» **SHORT PROBLEM**
Transcribe all of the records word for word, but omit the pictures.

(Source records)
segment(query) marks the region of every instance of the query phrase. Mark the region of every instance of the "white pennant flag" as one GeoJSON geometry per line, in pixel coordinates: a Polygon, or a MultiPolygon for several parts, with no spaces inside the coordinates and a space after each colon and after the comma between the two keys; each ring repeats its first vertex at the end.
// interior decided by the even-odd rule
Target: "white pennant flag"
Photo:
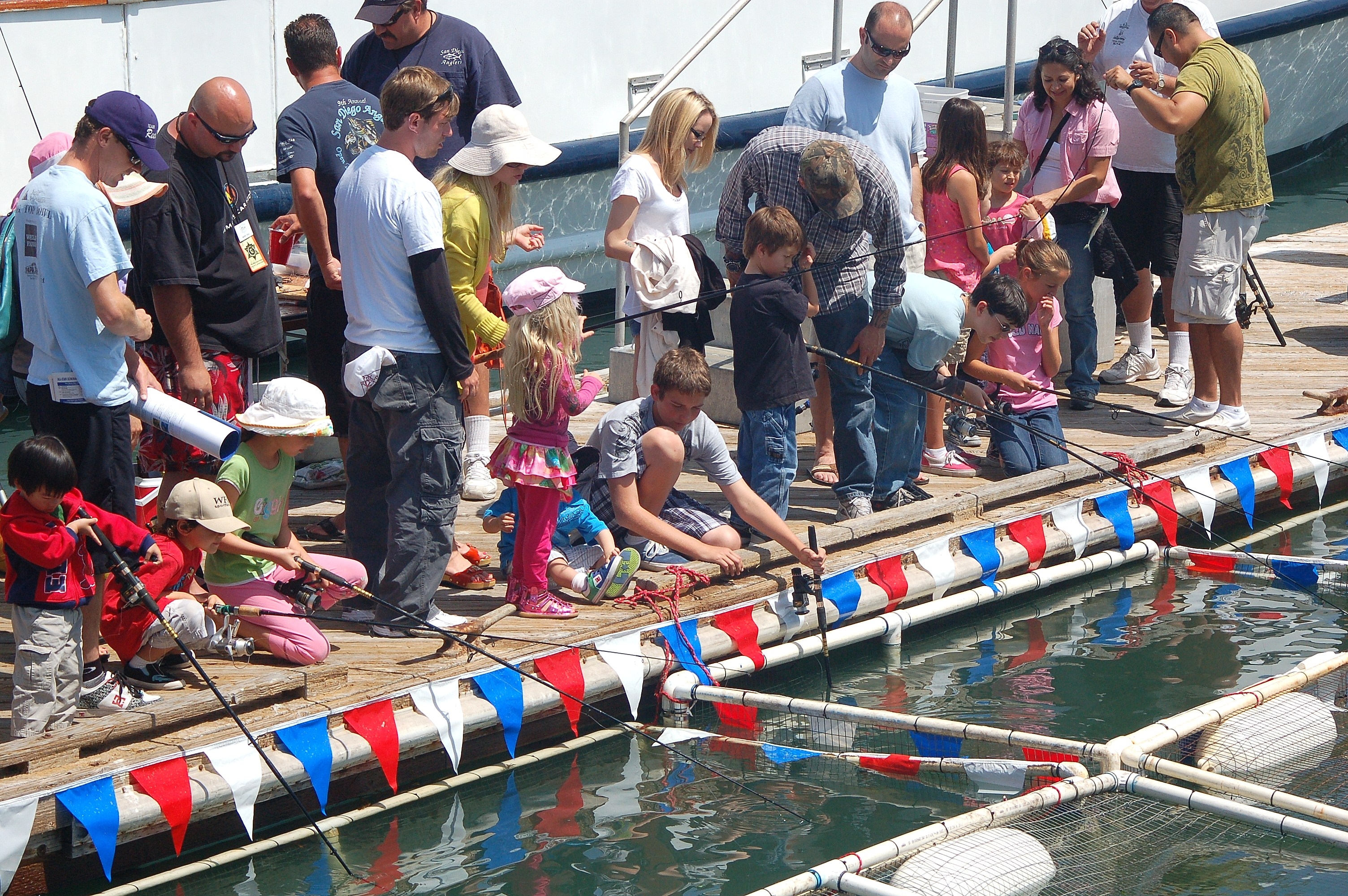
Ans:
{"type": "Polygon", "coordinates": [[[646,684],[646,660],[642,658],[642,633],[627,632],[594,641],[600,659],[608,663],[627,693],[627,705],[632,707],[632,718],[642,705],[642,687],[646,684]]]}
{"type": "Polygon", "coordinates": [[[1091,530],[1086,527],[1086,521],[1081,519],[1081,501],[1084,499],[1077,499],[1070,504],[1064,504],[1062,507],[1053,508],[1053,524],[1058,527],[1058,531],[1068,536],[1072,542],[1072,552],[1078,558],[1086,550],[1086,542],[1091,539],[1091,530]]]}
{"type": "Polygon", "coordinates": [[[1212,493],[1212,474],[1208,473],[1208,468],[1181,473],[1180,485],[1185,486],[1189,494],[1193,494],[1193,500],[1198,501],[1198,509],[1202,512],[1202,528],[1208,532],[1208,538],[1212,538],[1212,515],[1217,509],[1217,496],[1212,493]]]}
{"type": "Polygon", "coordinates": [[[1320,489],[1320,503],[1325,501],[1325,485],[1329,482],[1329,450],[1325,447],[1325,434],[1314,433],[1297,439],[1297,449],[1310,461],[1316,472],[1316,488],[1320,489]]]}
{"type": "Polygon", "coordinates": [[[257,788],[262,787],[262,757],[241,737],[208,746],[202,752],[216,775],[229,784],[229,791],[235,795],[235,811],[248,831],[248,839],[252,839],[252,808],[257,802],[257,788]]]}
{"type": "Polygon", "coordinates": [[[32,819],[38,814],[36,796],[20,796],[0,803],[0,893],[9,889],[19,870],[23,852],[28,849],[32,819]]]}
{"type": "Polygon", "coordinates": [[[449,753],[449,761],[458,772],[458,759],[464,749],[464,706],[458,702],[458,679],[431,682],[414,689],[408,697],[417,711],[430,719],[439,734],[439,742],[449,753]]]}
{"type": "Polygon", "coordinates": [[[950,556],[949,539],[940,538],[926,544],[918,544],[913,551],[918,556],[918,565],[927,571],[936,583],[931,590],[931,600],[945,596],[945,589],[954,581],[954,558],[950,556]]]}

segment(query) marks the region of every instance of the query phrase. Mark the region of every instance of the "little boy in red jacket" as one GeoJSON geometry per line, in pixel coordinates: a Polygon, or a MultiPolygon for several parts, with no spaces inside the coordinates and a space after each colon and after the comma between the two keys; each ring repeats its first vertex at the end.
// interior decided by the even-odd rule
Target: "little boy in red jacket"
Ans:
{"type": "Polygon", "coordinates": [[[9,453],[15,493],[0,509],[5,601],[13,620],[11,737],[70,725],[81,683],[81,606],[94,593],[89,530],[94,523],[129,556],[158,562],[146,530],[89,504],[75,489],[75,463],[53,435],[24,439],[9,453]],[[80,516],[84,509],[92,519],[80,516]]]}

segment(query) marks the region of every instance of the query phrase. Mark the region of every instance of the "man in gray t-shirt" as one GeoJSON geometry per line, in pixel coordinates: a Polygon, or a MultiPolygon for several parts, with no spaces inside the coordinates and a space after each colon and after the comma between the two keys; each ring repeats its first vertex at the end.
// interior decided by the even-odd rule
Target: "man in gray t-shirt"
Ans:
{"type": "Polygon", "coordinates": [[[577,489],[599,519],[642,552],[642,569],[661,571],[694,559],[737,575],[744,571],[740,534],[674,488],[683,462],[696,461],[740,519],[822,573],[824,551],[805,547],[740,476],[720,430],[702,414],[710,392],[712,377],[698,352],[667,352],[655,365],[650,396],[619,404],[594,427],[588,447],[599,458],[577,489]]]}

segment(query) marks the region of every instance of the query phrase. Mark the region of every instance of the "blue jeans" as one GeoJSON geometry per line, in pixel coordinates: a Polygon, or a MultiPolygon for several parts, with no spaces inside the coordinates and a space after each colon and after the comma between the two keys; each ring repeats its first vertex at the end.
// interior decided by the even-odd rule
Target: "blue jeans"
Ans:
{"type": "MultiPolygon", "coordinates": [[[[741,411],[736,462],[754,493],[785,520],[795,481],[795,406],[741,411]]],[[[731,525],[741,532],[749,528],[733,509],[731,525]]]]}
{"type": "MultiPolygon", "coordinates": [[[[852,305],[814,318],[820,345],[847,354],[856,334],[871,322],[871,305],[859,298],[852,305]]],[[[838,482],[833,486],[840,500],[853,494],[871,497],[875,492],[875,396],[871,375],[851,364],[829,361],[829,395],[833,397],[833,450],[837,454],[838,482]]]]}
{"type": "Polygon", "coordinates": [[[1058,408],[1035,408],[1007,416],[1023,426],[988,416],[992,442],[998,446],[998,453],[1006,463],[1007,476],[1024,476],[1046,466],[1062,466],[1068,462],[1068,453],[1062,450],[1062,423],[1058,420],[1058,408]],[[1034,433],[1026,430],[1026,426],[1034,433]],[[1047,438],[1042,438],[1037,433],[1042,433],[1047,438]]]}
{"type": "Polygon", "coordinates": [[[1099,326],[1095,319],[1095,259],[1086,248],[1091,224],[1062,224],[1055,241],[1072,259],[1072,276],[1062,284],[1062,315],[1068,319],[1072,346],[1072,373],[1068,375],[1069,392],[1084,391],[1095,395],[1100,384],[1095,379],[1099,350],[1099,326]]]}
{"type": "MultiPolygon", "coordinates": [[[[899,354],[888,345],[875,361],[876,371],[903,376],[899,354]]],[[[884,504],[922,472],[922,439],[926,434],[926,392],[915,385],[875,380],[875,500],[884,504]]]]}

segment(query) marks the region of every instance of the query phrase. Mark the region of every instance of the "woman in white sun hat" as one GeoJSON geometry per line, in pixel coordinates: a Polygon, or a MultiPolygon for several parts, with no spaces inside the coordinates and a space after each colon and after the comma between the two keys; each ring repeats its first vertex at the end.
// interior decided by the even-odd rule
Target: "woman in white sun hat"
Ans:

» **REPLY**
segment(query) marks the region of every instance of the query phrase. Mark the region of every instance of the "white pennant flag" as one GeoJSON geometry per line, in pixel coordinates: a Polygon, or a MultiPolygon for several parts, with no spaces inside the coordinates and a space after each colon and after the comma between the two keys; each ring repeats its first vertex at the end.
// interior decided by the even-odd rule
Target: "white pennant flag"
Photo:
Ans:
{"type": "Polygon", "coordinates": [[[646,684],[646,660],[642,658],[642,633],[627,632],[594,641],[600,659],[608,663],[627,693],[627,705],[632,707],[632,718],[642,705],[642,687],[646,684]]]}
{"type": "Polygon", "coordinates": [[[1091,530],[1086,527],[1086,521],[1081,519],[1081,501],[1084,499],[1077,499],[1070,504],[1064,504],[1062,507],[1053,508],[1053,524],[1058,527],[1058,531],[1068,536],[1072,542],[1072,552],[1078,558],[1086,550],[1086,542],[1091,539],[1091,530]]]}
{"type": "Polygon", "coordinates": [[[1212,493],[1212,474],[1208,473],[1208,468],[1181,473],[1180,485],[1185,486],[1189,494],[1193,494],[1193,500],[1198,501],[1198,509],[1202,512],[1202,528],[1208,532],[1208,538],[1212,538],[1212,515],[1217,509],[1217,496],[1212,493]]]}
{"type": "Polygon", "coordinates": [[[1320,489],[1320,503],[1325,501],[1325,485],[1329,482],[1329,450],[1325,447],[1325,434],[1314,433],[1297,439],[1297,449],[1310,461],[1316,472],[1316,488],[1320,489]]]}
{"type": "Polygon", "coordinates": [[[257,788],[262,787],[262,757],[241,737],[208,746],[202,752],[216,775],[229,784],[229,791],[235,795],[235,811],[248,831],[248,839],[252,839],[252,808],[257,802],[257,788]]]}
{"type": "Polygon", "coordinates": [[[32,819],[38,814],[36,796],[20,796],[0,803],[0,893],[9,889],[19,870],[23,852],[28,849],[32,819]]]}
{"type": "Polygon", "coordinates": [[[449,753],[449,761],[458,772],[458,759],[464,749],[464,706],[458,702],[458,679],[431,682],[414,689],[408,697],[417,711],[430,719],[439,734],[439,742],[449,753]]]}
{"type": "Polygon", "coordinates": [[[950,556],[949,539],[940,538],[926,544],[918,544],[913,551],[918,556],[918,565],[927,571],[936,583],[931,590],[931,600],[945,596],[945,589],[954,581],[954,558],[950,556]]]}

segment(query) marks the region of every instance of the query phrase. Mark the region of every instance of the "little boy in red jacket" as one GeoJSON geometry per line, in pixel coordinates: a Polygon, or a MultiPolygon for several parts, with no spaces inside the coordinates and a space after each colon and after the comma between the two keys; each ring repeats its first vertex at the end.
// interior decided by the even-odd rule
Target: "little boy in red jacket"
Ans:
{"type": "Polygon", "coordinates": [[[9,453],[15,493],[0,509],[5,601],[13,620],[11,737],[70,725],[81,683],[81,606],[94,593],[89,530],[94,523],[129,556],[158,562],[146,530],[89,504],[75,489],[75,463],[53,435],[24,439],[9,453]],[[80,516],[84,509],[92,519],[80,516]]]}

segment(query) marks the region of every instance of the query phrase. Mark the region of every instance of the "man in gray t-shirt" as one GeoJSON geometry per line, in pixel coordinates: a Polygon, or a MultiPolygon for several parts, with no spaces inside the coordinates and a space after each colon and after the comma between the two keys; each ring repeats its first vertex at the end.
// interior decided by the even-odd rule
Target: "man in gray t-shirt"
Ans:
{"type": "Polygon", "coordinates": [[[577,489],[599,519],[642,552],[642,569],[661,571],[694,559],[737,575],[744,571],[740,534],[674,488],[683,462],[696,461],[740,519],[822,573],[824,551],[805,547],[740,476],[720,430],[702,414],[710,392],[712,377],[698,352],[667,352],[655,365],[650,396],[619,404],[594,427],[588,447],[599,458],[577,489]]]}

segment(query) marks the region of every instance of the query phrase. Mark the region of every instance of the "blue jeans" as one GeoJSON geometry per line, in pixel coordinates: a Polygon, or a MultiPolygon for several parts, with no spaces inside the coordinates and a space after each colon and after the comma between the two keys; each ring repeats its first vertex at the end.
// interior decided by the even-odd rule
Target: "blue jeans"
Ans:
{"type": "MultiPolygon", "coordinates": [[[[741,411],[736,462],[754,493],[785,520],[795,481],[795,406],[741,411]]],[[[731,525],[741,532],[749,528],[733,509],[731,525]]]]}
{"type": "MultiPolygon", "coordinates": [[[[852,305],[814,318],[820,345],[847,354],[856,334],[871,322],[871,305],[859,298],[852,305]]],[[[838,482],[833,486],[840,500],[853,494],[871,497],[875,492],[875,396],[871,375],[851,364],[829,361],[829,395],[833,397],[833,450],[837,454],[838,482]]]]}
{"type": "Polygon", "coordinates": [[[1058,408],[1035,408],[1007,416],[1023,426],[988,416],[992,442],[998,446],[998,453],[1006,463],[1007,476],[1024,476],[1046,466],[1062,466],[1068,462],[1068,453],[1062,450],[1062,423],[1058,420],[1058,408]],[[1034,433],[1026,430],[1026,426],[1034,433]],[[1047,438],[1042,438],[1037,433],[1042,433],[1047,438]]]}
{"type": "Polygon", "coordinates": [[[1099,326],[1095,319],[1095,259],[1086,248],[1091,224],[1062,224],[1055,241],[1072,259],[1072,276],[1062,284],[1062,315],[1068,319],[1072,346],[1072,373],[1068,375],[1069,392],[1084,391],[1095,395],[1100,384],[1095,379],[1099,350],[1099,326]]]}
{"type": "MultiPolygon", "coordinates": [[[[899,354],[888,345],[875,361],[876,371],[903,376],[899,354]]],[[[884,504],[922,472],[922,439],[926,434],[926,392],[915,385],[875,380],[875,500],[884,504]]]]}

segment(query) marks the region of every instance of the query phrase. Mark the region of every instance of the "woman in white sun hat" as one GeoJSON geometry per line, in pixel coordinates: a Polygon, or a MultiPolygon for several parts, with no spaces inside the coordinates and a space after each colon and after the comma between the two keys; each ring repeats its first vertex at the end.
// interior decided by the even-odd rule
Target: "woman in white sun hat"
Ans:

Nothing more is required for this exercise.